Object detection data:

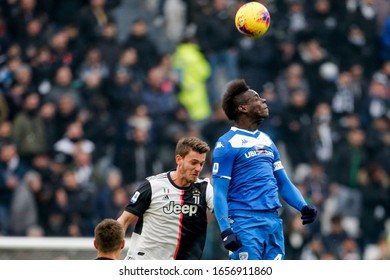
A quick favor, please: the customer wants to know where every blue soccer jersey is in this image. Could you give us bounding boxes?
[213,127,283,214]
[212,127,306,260]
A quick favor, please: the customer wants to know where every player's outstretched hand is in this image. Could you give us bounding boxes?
[221,228,242,252]
[301,205,318,225]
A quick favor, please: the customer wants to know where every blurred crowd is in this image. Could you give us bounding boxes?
[0,0,390,259]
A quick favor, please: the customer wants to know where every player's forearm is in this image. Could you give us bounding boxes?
[275,169,307,211]
[213,178,230,232]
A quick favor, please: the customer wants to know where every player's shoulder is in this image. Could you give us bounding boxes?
[146,172,168,182]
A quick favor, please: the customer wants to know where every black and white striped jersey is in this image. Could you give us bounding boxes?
[125,172,213,260]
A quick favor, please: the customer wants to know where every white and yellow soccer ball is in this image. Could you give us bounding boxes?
[235,2,271,38]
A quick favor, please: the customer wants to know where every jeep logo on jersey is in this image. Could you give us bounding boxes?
[163,201,198,216]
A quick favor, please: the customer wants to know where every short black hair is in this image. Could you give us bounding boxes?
[222,79,250,120]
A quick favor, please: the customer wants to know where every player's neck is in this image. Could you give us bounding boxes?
[235,118,259,131]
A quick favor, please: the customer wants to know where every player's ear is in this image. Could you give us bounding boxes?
[238,105,248,113]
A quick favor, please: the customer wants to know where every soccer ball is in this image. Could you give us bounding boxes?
[235,2,271,38]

**PROBLEM DETAILS**
Rewrite the records from their start through the line that contains "[213,178,230,232]", switching "customer" to "client" and changing nothing else. Leave the pictures out.

**EXERCISE RESULT**
A quick favor, please: the client wants to know where every blue soccer jersey is in this image. Could you give us bounding boxes?
[213,127,283,214]
[212,127,306,260]
A quick favor, please: the client wants to know where every player's outstretched hand is in this image. Could you give us bounding boxes?
[221,228,242,252]
[301,205,318,225]
A quick favor, please: the client wants to know where every blurred crowd is in this image. Could you give us bounding boxes?
[0,0,390,259]
A quick favor, please: the client wants to know where every player's forearm is in this image. Could you give us bounding boxes?
[275,169,307,211]
[213,178,230,232]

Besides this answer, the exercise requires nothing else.